## Your tasks
[A] In the passage below on how men hide emotional pain, condense the paragraph beginning "Boys learn early" into a shorter version that keeps its main facts.
[B] Reproduce word for word the part of the passage below on how men hide emotional pain, from "What does that" up to and including "request to listen.".

══ Selected text

What does that underground pain look like? Often, not what we expect. It comes out sideways, as irritability, drinking, overworking, withdrawing from the people who love them, or angry outbursts that feel out of proportion. The struggle is being signalled constantly. It's just not being signalled in a form most people have been trained to recognise as a request to listen.
Boys are trained early to disconnect from their inner lives
The second reason is the one we hear about more often, but it's usually over simplified. Telling a man to "just be vulnerable" assumes vulnerability is a switch he can flip. For most men, it isn't because they were taught, often before they could form lasting memories, to switch it off.
Boys learn early that crying gets mocked. Fear gets called weakness. Tenderness gets called soft. "Man up." "Don't be a girl." "Boys don’t cry." The boy doesn't just learn to hide his feelings from others. He learns to hide them from himself. By adulthood, many men genuinely don't have language for what's happening inside them. Ask a man who's quietly drowning "what are you feeling?" and you may get a "I don't know," if you are lucky enough. And they are not being avoidant.

════
══ Records supplied

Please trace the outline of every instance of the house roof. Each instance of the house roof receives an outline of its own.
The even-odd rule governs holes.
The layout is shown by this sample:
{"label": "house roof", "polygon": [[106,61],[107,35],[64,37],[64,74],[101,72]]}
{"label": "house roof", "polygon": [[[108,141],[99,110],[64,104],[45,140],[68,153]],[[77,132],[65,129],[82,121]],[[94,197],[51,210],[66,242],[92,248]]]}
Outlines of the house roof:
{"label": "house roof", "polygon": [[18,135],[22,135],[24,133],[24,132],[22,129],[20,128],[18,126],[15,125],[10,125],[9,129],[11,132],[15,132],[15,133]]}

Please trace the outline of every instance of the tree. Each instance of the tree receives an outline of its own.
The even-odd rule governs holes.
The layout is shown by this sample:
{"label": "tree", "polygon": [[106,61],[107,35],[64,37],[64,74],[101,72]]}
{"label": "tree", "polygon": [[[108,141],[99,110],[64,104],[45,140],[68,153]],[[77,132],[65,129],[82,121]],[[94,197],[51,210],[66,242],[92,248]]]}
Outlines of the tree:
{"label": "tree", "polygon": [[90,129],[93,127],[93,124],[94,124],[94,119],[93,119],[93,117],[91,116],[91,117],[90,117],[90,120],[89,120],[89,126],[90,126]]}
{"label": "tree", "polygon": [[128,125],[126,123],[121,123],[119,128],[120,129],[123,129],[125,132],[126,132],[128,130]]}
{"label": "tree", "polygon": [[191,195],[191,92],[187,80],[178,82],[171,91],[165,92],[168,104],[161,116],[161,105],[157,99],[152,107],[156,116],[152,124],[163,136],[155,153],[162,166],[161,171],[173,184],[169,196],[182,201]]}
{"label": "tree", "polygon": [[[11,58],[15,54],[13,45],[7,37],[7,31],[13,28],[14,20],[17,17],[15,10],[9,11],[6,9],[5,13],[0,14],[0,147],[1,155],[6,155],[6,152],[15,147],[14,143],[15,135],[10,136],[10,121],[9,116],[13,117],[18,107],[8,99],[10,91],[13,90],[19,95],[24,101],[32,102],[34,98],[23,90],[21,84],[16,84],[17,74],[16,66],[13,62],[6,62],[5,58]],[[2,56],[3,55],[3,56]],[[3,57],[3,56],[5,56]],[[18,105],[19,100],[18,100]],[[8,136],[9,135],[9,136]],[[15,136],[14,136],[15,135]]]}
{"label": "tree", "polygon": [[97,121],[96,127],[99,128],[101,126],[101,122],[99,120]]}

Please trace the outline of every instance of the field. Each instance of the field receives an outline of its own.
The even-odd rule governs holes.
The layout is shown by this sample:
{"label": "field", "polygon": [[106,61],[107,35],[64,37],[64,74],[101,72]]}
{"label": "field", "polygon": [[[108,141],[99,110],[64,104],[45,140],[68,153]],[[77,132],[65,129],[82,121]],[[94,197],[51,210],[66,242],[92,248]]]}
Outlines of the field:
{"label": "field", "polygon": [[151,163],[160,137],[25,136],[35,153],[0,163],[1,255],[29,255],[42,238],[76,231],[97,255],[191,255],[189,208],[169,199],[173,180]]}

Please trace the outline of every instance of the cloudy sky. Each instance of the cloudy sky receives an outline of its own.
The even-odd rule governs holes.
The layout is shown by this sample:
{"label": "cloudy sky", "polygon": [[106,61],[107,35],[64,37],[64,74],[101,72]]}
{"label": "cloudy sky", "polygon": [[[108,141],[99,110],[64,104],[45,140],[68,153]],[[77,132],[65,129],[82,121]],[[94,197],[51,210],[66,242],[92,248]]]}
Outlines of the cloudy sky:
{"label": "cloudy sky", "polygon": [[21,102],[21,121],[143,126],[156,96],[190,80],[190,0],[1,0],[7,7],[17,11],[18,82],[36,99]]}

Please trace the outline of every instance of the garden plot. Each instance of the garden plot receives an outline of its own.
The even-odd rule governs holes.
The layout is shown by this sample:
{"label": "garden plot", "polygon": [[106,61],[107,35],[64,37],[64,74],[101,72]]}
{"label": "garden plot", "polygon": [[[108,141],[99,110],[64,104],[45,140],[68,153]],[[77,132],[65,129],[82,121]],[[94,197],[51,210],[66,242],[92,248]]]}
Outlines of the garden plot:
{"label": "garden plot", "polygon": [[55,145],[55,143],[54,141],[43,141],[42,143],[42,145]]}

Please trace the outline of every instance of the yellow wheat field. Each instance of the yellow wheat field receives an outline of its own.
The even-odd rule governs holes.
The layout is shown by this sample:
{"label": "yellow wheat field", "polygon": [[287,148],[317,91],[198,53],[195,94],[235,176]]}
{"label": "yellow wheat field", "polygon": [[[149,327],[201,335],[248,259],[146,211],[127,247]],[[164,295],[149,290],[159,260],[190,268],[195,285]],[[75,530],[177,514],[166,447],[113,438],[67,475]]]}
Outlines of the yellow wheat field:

════

## Your written answers
[A] Boys learn early that crying, fear and tenderness draw mockery, through lines like "Man up," "Don't be a girl" and "Boys don't cry." A boy learns to hide his feelings not only from others but from himself. By adulthood, many men genuinely lack language for what is happening inside them. A man who is quietly drowning may at best answer "I don't know" when asked what he feels, and he is not being avoidant.

[B]
What does that underground pain look like? Often, not what we expect. It comes out sideways, as irritability, drinking, overworking, withdrawing from the people who love them, or angry outbursts that feel out of proportion. The struggle is being signalled constantly. It's just not being signalled in a form most people have been trained to recognise as a request to listen.